Dans l’extrait sur les morts de la rue à Bruxelles, recopiez le passage commençant par « Le ciel est » et se terminant par « de bois alignées. », en substituant « hélicoptère » à « avion ».

» **Extrait cité**:
▬▬▬▬▬▬

À Bruxelles, le collectif Morts de la rue se bat pour que chaque personne ayant vécu dehors ait droit à un adieu digne. Face à l’indifférence, ils rappellent que la mort aussi dit la justice sociale.

Le ciel est bas, couleur d’étain. Un babil d’oiseaux s’élève, happé à intervalles réguliers par le grondement d’un avion. Le vent soulève quelques feuilles mortes — celles encore entières, pas encore dissoutes sur le sol boueux — entre les croix de bois alignées.

Dans ce coin reculé du cimetière de Bruxelles, les morts n’ont ni marbre ni épitaphe. Juste une plaque vissée, parfois un nom, parfois rien. Depuis l’été 2025, la Ville n’a même plus payé son fournisseur : plus de croix, plus de bois. Le temps passe, et les morts se pointent sans signe distinctif. Plus simple, tu meurs.

▬▬▬▬▬▬

» **Lignes affichées**:

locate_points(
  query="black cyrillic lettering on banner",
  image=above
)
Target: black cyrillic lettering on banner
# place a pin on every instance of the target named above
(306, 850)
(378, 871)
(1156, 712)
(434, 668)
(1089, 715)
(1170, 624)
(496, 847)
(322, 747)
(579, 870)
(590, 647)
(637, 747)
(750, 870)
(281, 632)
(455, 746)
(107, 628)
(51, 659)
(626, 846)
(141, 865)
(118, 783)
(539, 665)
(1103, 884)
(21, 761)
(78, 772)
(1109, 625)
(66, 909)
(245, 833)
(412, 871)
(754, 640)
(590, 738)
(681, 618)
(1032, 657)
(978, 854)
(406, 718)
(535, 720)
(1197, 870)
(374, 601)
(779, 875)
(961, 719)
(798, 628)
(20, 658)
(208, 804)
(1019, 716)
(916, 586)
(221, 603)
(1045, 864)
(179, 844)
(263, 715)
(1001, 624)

▬▬▬▬▬▬

» **Réponse détaillée**:
Le ciel est bas, couleur d’étain. Un babil d’oiseaux s’élève, happé à intervalles réguliers par le grondement d’un hélicoptère. Le vent soulève quelques feuilles mortes — celles encore entières, pas encore dissoutes sur le sol boueux — entre les croix de bois alignées.